§ TEXTAUSZUG:
⁂

Leo Trotzki: Brief an William Schlamm

[Nach der maschinenschriftlichen Abschrift, Lev Davidovič Trockij / International Left Opposition Archives, inventory number 312, International Institute of Social History, Amsterdam.]

29. Sept. 1936

Lieber W. Schlamm,

Ihr Brief (28/V111), den ich mit einer ungeheuren Verspätung bekommen habe, war für meine Frau und für mich eine Freude. Sie haben recht: jetzt heißt es Farbe bekennen. Auch finde ich Ihre Formel ausgezeichnet: Das Gewebe der Lüge „Faden für Faden zerreißen … zäh, geduldig, mit verlässlichem Gedächtnis, unbeugsam und gewissenhaft; Eben! So muss man jetzt die Arbeit führen, und der Erfolg wird sicher sein.

An dieser Arbeit kann ich einstweilen nicht nur nicht als Hauptinteressierter, sondern auch als Gleichberechtigter teilnehmen. Heine Frau und ich, wir sind an Händen und Füßen gebunden. Was man „Internierung" nennt kommt einem Gefängnis ziemlich gleich, nur dass die Verpflegung (jedenfalls von uns bezahlt) besser ist. Die Verbindung mit der Außenwelt ist sehr dürftig, die Zeitungen, Briefe und Telegramme kommen mit ungeheurer Verspätung, von einer technischen Hilfe (Stenotypistin etc. ) gar keine Rede. Unter diese Bedingungen ist es gerade für mich ziemlich schwer an dem Zerpflücken des Lügengewebes aktiv teilzunehmen. Desto mehr muss ich von den Freunden (im weitesten Sinne des Wortes: jeder gewissenhafte Mensch, der kein Pontius Pii. ist, muss zum Freunde werden) erwarten. Wie lange die Gefangenschaft dauert ist schwer zu sagen; denn es hingt natürlich nicht von polizeilichen, sondern von politischen Faktoren ab und die and ziemlich unberechenbar.

⁂

§ GEZEIGTE DATEN:
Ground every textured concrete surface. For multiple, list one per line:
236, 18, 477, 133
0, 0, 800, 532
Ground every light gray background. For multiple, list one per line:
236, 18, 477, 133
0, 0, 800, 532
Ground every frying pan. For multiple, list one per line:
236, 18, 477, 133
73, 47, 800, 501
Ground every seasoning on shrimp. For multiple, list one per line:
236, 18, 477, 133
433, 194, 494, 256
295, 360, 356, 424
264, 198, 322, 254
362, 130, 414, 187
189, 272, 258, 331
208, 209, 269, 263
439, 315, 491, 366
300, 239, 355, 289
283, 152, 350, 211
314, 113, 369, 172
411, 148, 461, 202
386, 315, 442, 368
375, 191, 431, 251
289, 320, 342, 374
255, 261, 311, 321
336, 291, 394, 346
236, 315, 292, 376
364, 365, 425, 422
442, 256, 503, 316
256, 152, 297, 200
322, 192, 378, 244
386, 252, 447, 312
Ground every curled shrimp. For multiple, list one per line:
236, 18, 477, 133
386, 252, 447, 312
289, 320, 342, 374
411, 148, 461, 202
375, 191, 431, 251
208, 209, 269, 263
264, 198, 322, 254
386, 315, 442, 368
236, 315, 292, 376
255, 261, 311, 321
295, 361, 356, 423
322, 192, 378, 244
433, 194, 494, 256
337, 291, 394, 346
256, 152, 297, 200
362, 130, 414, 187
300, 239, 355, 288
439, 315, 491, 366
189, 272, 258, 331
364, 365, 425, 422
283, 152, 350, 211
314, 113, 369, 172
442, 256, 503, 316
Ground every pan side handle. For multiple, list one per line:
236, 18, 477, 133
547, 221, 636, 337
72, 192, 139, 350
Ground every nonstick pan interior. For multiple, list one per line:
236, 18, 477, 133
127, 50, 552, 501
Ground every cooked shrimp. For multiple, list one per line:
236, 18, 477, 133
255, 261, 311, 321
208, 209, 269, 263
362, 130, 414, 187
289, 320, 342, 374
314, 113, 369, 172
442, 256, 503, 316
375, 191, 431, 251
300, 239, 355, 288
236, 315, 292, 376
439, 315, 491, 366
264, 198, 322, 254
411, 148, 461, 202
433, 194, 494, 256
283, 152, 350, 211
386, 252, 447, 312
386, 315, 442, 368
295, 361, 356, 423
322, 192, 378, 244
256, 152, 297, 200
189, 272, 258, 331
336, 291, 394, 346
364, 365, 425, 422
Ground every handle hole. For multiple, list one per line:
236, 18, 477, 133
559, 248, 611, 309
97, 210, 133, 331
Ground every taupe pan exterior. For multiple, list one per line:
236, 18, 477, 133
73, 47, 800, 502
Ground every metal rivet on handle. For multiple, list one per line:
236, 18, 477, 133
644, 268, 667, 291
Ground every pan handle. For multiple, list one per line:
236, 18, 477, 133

⁂

§ AUFGABEN:
1 - Womit vergleicht der Brief an William Schlamm die „Internierung“?
2 - Zieh aus dem Brief an William Schlamm die Stelle wortgetreu heraus: Fang bei den Worten „[Nach der maschinenschriftlichen“ an und hör nach „wird sicher sein.“ auf.

§ ERWARTETE ANTWORTEN:
1 - Mit einem Gefängnis, nur dass die Verpflegung besser ist.

2 -
[Nach der maschinenschriftlichen Abschrift, Lev Davidovič Trockij / International Left Opposition Archives, inventory number 312, International Institute of Social History, Amsterdam.]

29. Sept. 1936

Lieber W. Schlamm,

Ihr Brief (28/V111), den ich mit einer ungeheuren Verspätung bekommen habe, war für meine Frau und für mich eine Freude. Sie haben recht: jetzt heißt es Farbe bekennen. Auch finde ich Ihre Formel ausgezeichnet: Das Gewebe der Lüge „Faden für Faden zerreißen … zäh, geduldig, mit verlässlichem Gedächtnis, unbeugsam und gewissenhaft; Eben! So muss man jetzt die Arbeit führen, und der Erfolg wird sicher sein.